EXTRACTED DATA:
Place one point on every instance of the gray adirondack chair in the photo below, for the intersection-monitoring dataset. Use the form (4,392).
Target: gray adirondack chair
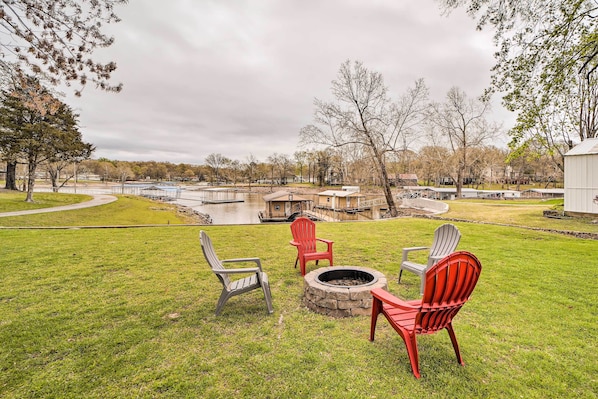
(446,239)
(230,288)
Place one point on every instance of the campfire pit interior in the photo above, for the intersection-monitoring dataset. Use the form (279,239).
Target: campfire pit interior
(346,277)
(342,291)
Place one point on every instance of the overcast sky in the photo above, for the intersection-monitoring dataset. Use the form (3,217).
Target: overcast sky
(239,77)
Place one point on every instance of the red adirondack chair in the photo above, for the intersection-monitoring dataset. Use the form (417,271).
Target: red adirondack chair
(304,238)
(449,284)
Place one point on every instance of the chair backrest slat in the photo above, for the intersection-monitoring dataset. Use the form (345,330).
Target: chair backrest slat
(446,239)
(211,257)
(304,232)
(449,284)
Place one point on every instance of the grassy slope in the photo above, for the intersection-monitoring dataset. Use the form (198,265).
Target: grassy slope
(128,210)
(129,313)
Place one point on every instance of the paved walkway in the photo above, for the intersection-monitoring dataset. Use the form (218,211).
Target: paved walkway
(98,199)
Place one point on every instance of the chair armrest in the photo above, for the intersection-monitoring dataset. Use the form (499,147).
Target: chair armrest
(409,249)
(240,260)
(390,299)
(436,258)
(238,271)
(327,242)
(324,240)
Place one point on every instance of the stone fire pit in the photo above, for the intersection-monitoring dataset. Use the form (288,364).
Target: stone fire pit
(341,291)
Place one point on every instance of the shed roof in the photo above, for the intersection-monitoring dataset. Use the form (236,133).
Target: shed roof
(546,190)
(340,193)
(586,147)
(283,196)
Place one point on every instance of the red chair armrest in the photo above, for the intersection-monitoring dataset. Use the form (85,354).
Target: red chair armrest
(392,300)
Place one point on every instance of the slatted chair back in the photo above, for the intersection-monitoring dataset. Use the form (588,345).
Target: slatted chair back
(449,285)
(211,257)
(446,239)
(304,233)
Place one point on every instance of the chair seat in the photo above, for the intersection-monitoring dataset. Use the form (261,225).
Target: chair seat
(413,267)
(317,255)
(400,317)
(245,283)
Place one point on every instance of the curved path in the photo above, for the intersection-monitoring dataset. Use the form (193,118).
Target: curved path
(98,199)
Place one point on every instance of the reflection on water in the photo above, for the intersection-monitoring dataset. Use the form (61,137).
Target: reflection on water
(245,212)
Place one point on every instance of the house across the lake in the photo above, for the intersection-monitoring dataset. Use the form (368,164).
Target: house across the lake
(284,206)
(340,200)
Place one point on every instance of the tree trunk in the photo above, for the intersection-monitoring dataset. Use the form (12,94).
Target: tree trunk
(30,181)
(11,175)
(387,190)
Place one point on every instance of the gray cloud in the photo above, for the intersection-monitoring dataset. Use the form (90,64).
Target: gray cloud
(239,77)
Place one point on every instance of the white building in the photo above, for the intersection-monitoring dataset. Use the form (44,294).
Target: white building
(581,178)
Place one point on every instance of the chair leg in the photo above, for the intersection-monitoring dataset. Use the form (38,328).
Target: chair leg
(411,344)
(376,308)
(302,266)
(449,328)
(267,295)
(221,301)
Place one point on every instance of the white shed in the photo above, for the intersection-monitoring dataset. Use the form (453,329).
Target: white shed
(581,178)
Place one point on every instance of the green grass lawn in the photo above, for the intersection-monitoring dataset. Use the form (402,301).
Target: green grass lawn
(128,210)
(15,200)
(113,313)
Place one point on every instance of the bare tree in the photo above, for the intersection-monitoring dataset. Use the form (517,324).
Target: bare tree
(56,38)
(216,162)
(364,116)
(250,168)
(461,123)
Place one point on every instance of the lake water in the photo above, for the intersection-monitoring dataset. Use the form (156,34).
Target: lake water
(245,212)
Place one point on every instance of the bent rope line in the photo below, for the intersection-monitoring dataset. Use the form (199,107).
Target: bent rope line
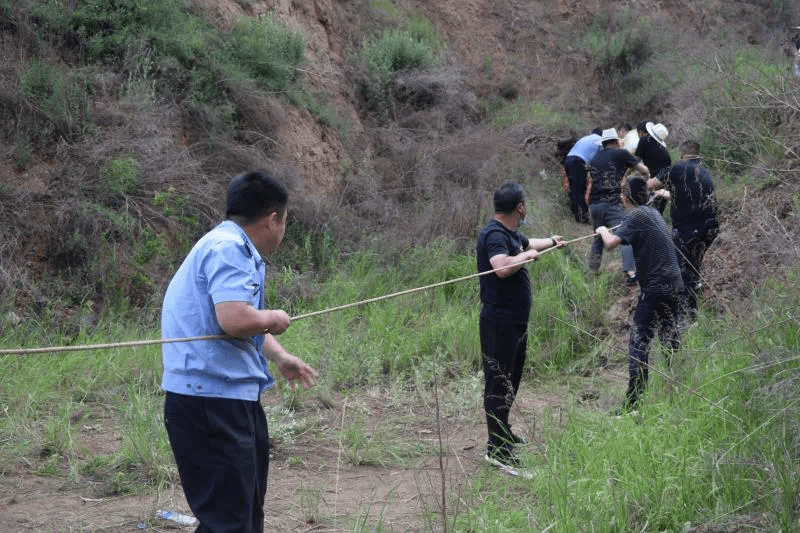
(78,347)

SHORT PROBLEM: Reproduce the stretch of the records from the line containing "Place one point on every instance of the white building" through the end of the records, requests included. Multiply every answer coordinate by 1.7 and round to whole numbers, halves up, leaving the requests and their format samples unchanged and omitting the pictures.

OUTPUT OF THE EXERCISE:
Place one point on every instance of the white building in the photo above, for the intersection-monitoring dataset. Use the form (44,294).
Target: white building
(988,303)
Place one point on every instance of the chair leg in the photo above, for the intersection-monitoring dataset. Use the form (38,328).
Target: chair leg
(699,585)
(639,524)
(513,452)
(763,558)
(454,502)
(376,512)
Place one point on every instance of the white shed in the photo above, for the intersection-monitoring dataset. Use the form (453,329).
Target: white shed
(988,303)
Place one point on every instance of the green grass lawn in the photo above, for the intersection-monitoring dataset. Use the form (402,301).
Target: green grass lawn
(218,357)
(26,340)
(192,532)
Place one point on every instance of the bare tree in the photo above, for the intersection-monitoring dataset. Use the form (517,324).
Target: bare tree
(95,65)
(367,275)
(619,197)
(425,286)
(784,209)
Place one point on every instance of the lake water in the photo above, for the intersection-monitoring dataset. Use the form (156,34).
Target: lake water
(417,360)
Place one point on every instance of the bent rope line in the photo below, for the intersection-monitoring dataset. Use the form (199,107).
Target: bent rope line
(133,590)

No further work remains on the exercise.